[Exercise task] In the passage below on trusts and banking, how large were the profits a single bank produced in fifty years, according to George F. Baker's testimony?

[Document]
We have the greedy trusts, and they are operating under conditions that enable them to appropriate the products of our industry and create wealth which is concentrated into the hands of a few who not only levy a most burdensome toll on the present generation, but possess the legal privilege and, apparently, the opportunity to enforce the same conditions upon future generations. The idlers die and cease to be a further burden, but it is not so with the trusts. They continue. The remedy
for our social evils does not consist so much in changing the system of government as it does in increasing the general intelligence of the people so that they may learn how to govern.
The only excuse for government is the facility it affords the citizens for securing advantages that operate for the common welfare, which could not be obtained with the same degree of equability through independent individual action. In no case has government so signally neglected its function as in its failure to issue money and control the charges made for its use.
Banks and individuals have been permitted to set up a system for financial action which is supported by credits and the products of the people’s industries. Through its use they are enabled to collect exorbitant dividends, interest, and profits on what they do not produce. From the testimony given by George F. Baker (President of the First National Bank of New York City) before the committee appointed to investigate the Money Trust, we learn that the operations of a single bank produced, in fifty years, profits equal to $86,000,000, or 172 times its original capital. If that bank continues to do business and is allowed to pile up profits in that geometrical progression, it alone, in less than 100 years, will extort from the people all of their property, and—that bank is but one of the 30,000 banks operating on an uneconomic system.

[Listing]
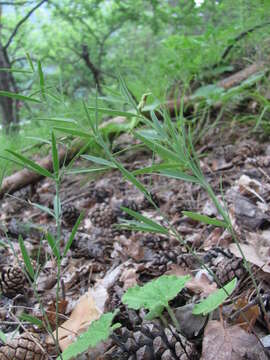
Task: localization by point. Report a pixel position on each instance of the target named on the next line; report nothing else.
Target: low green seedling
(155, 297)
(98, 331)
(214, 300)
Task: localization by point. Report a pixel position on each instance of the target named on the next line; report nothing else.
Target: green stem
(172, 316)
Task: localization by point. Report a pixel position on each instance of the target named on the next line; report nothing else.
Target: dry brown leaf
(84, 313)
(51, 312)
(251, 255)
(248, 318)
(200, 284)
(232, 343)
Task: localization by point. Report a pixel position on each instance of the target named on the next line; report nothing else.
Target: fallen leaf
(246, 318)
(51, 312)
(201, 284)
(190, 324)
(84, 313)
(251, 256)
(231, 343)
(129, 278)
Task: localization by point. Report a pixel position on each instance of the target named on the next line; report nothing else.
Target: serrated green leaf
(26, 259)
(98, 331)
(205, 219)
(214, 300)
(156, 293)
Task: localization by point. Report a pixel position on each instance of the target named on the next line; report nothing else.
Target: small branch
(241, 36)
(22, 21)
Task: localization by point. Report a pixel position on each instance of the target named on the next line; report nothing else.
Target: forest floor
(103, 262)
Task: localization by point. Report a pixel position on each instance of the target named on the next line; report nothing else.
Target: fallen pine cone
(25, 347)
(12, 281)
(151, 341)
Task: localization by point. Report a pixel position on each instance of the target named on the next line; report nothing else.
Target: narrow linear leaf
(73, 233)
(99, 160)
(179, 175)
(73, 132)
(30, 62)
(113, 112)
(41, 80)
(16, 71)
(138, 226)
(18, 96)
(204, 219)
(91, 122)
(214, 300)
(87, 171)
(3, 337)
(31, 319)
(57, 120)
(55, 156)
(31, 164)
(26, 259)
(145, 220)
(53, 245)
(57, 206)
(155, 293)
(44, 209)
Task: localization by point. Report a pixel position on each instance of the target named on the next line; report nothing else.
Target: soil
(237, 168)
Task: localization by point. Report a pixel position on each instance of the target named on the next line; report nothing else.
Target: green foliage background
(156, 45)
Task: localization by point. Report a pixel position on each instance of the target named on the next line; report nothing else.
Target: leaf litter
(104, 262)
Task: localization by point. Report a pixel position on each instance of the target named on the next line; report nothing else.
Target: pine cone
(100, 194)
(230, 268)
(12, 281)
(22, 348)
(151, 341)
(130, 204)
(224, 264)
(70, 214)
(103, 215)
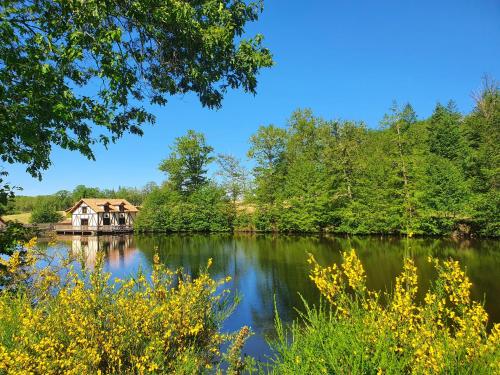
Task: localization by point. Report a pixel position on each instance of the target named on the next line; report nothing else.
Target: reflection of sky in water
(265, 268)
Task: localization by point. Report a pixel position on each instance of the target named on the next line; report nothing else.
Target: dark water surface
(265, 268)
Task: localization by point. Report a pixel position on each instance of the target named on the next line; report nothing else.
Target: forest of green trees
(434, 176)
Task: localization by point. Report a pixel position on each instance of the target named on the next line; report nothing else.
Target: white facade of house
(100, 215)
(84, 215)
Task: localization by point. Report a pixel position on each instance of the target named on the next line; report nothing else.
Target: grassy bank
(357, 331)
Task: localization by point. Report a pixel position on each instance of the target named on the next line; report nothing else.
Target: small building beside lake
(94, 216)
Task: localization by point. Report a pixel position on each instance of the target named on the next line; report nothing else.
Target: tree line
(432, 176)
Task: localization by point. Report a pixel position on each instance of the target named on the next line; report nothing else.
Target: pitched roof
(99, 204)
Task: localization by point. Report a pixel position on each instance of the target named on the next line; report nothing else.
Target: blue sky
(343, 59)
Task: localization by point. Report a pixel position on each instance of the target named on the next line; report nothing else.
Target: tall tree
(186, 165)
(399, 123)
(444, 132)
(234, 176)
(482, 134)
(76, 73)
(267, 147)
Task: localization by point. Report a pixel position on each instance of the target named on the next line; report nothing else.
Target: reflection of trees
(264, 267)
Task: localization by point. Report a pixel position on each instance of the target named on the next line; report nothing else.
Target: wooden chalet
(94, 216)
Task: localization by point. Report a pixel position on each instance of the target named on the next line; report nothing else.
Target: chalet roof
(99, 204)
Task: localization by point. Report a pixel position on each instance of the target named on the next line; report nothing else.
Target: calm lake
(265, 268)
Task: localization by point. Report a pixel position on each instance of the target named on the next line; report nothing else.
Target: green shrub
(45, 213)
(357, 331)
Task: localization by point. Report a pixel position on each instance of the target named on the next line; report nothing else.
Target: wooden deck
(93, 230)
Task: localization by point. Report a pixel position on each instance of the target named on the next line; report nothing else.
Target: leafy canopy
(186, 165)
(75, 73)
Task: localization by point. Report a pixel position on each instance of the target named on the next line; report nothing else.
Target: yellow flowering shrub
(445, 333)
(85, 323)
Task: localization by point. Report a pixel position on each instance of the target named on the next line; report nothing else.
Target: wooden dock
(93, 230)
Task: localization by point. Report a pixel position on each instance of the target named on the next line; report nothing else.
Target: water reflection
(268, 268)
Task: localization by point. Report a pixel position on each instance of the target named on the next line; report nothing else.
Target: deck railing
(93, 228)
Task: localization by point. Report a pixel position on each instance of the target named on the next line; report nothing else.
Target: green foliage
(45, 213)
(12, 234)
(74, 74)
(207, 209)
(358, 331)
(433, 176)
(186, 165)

[Solution to this problem] $86,000,000, or 172 times its original capital.